*** Opening PAGE TEXT ***

SHRIMP DANCE
Your sadness is political
SHRIMP DANCE is a live performance fusing Butoh dance with live music, text and video art. It’s a collaboration with marine biologist Professor Alex Ford (University of Portsmouth). Professor Ford found anti-depressants entering the sea through human waste are affecting the behaviour of shrimp. High levels of Prozac are causing shrimp to abandon their shadowy habitat and swim towards the light where they’re often eaten.
SHRIMP DANCE broadens this research into a far-reaching comment on the medicalisation of profound sadness, linking our inner isolation to the havoc we’re wreaking in the world at large (waste, ecocide, consumer capitalism and extreme inequality).
The larger theme of the piece is what consumer capitalism is doing to our mental health and the health of the planet itself. However, SHRIMP DANCE aims to be ultimately hopeful: The very tablets we take to soothe our loneliness show us, through the most earthy means (sewage, animal life), our real power and belonging as ecological beings if we can only wake up to it.
Produced with support from Creative Scotland, Dance Base, the Work Room and Platform Glasgow.
Press
“This performance is that often rare instance of a multi-disciplinary production that feels organically fused together with a unifying aesthetic… The body cannot lie, and Henry attacks the challenge of moving with uncompromising intention with rigour. Henry is accompanied by musician Jer Reid on droning electric guitar and live visuals from Jamie Wardrop. Projections move between organic and inorganic, between waterfalls and the tile-lined pool Henry is seen submerging himself in. A piece about depression, medication and our effect on the environment, it’s a loud yet nonetheless meditative piece of theatre.”
— The Skinny (⭐⭐⭐⭐)
“A hypnotic hour of dance drama. The themes explored are huge: ecological crisis, mental health and consumerism, yet the moves are minute and precise – the sheer range, expressiveness and emotional impact of these are a testament to Henry’s considerable skill… Utterly compelling — the astonishingly talented Henry has much to say.”
— Glasgow Theatre Blog
“A weighty, at times disturbing, meditation on a deeply troubling phenomenon.”
— Disability Arts Online
“The performance sees him moving like a somnambulist, eyes closed as though in a trance, body flailing as he tries to stay upright. He veers from sheer terror to anxiety to acceptance, almost akin to going through stages of grief… Paul Michael Henry’s new dance has the kind of quietude that unnerves and provokes in equal measure.”

*** Closing PAGE TEXT ***
*** Opening RAW DATA ***

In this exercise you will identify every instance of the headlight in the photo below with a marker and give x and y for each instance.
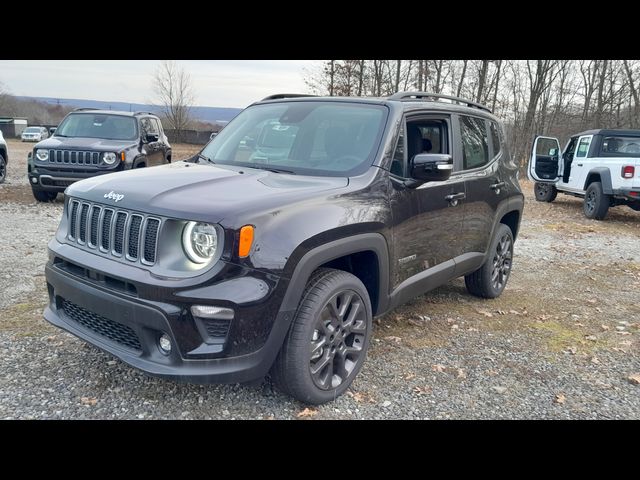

*** Closing RAW DATA ***

STUDY QUESTIONS -
[a] From the SHRIMP DANCE page, list every organization credited with supporting the production.
[b] Rewrite everything from "SHRIMP DANCE broadens" down to "and Platform Glasgow." on the SHRIMP DANCE page, swapping "consumer capitalism" for "market capitalism".
[c] Answer these from the SHRIMP DANCE page:
(i) At which university is Professor Alex Ford based?
(ii) According to The Skinny, which musician accompanies Henry?
(iii) How does the Glasgow Theatre Blog describe the hour in its opening words?

ANSWER SET -
[a]
Creative Scotland
Dance Base
the Work Room
Platform Glasgow

[b]
SHRIMP DANCE broadens this research into a far-reaching comment on the medicalisation of profound sadness, linking our inner isolation to the havoc we’re wreaking in the world at large (waste, ecocide, market capitalism and extreme inequality).
The larger theme of the piece is what market capitalism is doing to our mental health and the health of the planet itself. However, SHRIMP DANCE aims to be ultimately hopeful: The very tablets we take to soothe our loneliness show us, through the most earthy means (sewage, animal life), our real power and belonging as ecological beings if we can only wake up to it.
Produced with support from Creative Scotland, Dance Base, the Work Room and Platform Glasgow.

[c]
(i) The University of Portsmouth.
(ii) Jer Reid, on droning electric guitar.
(iii) As "A hypnotic hour of dance drama."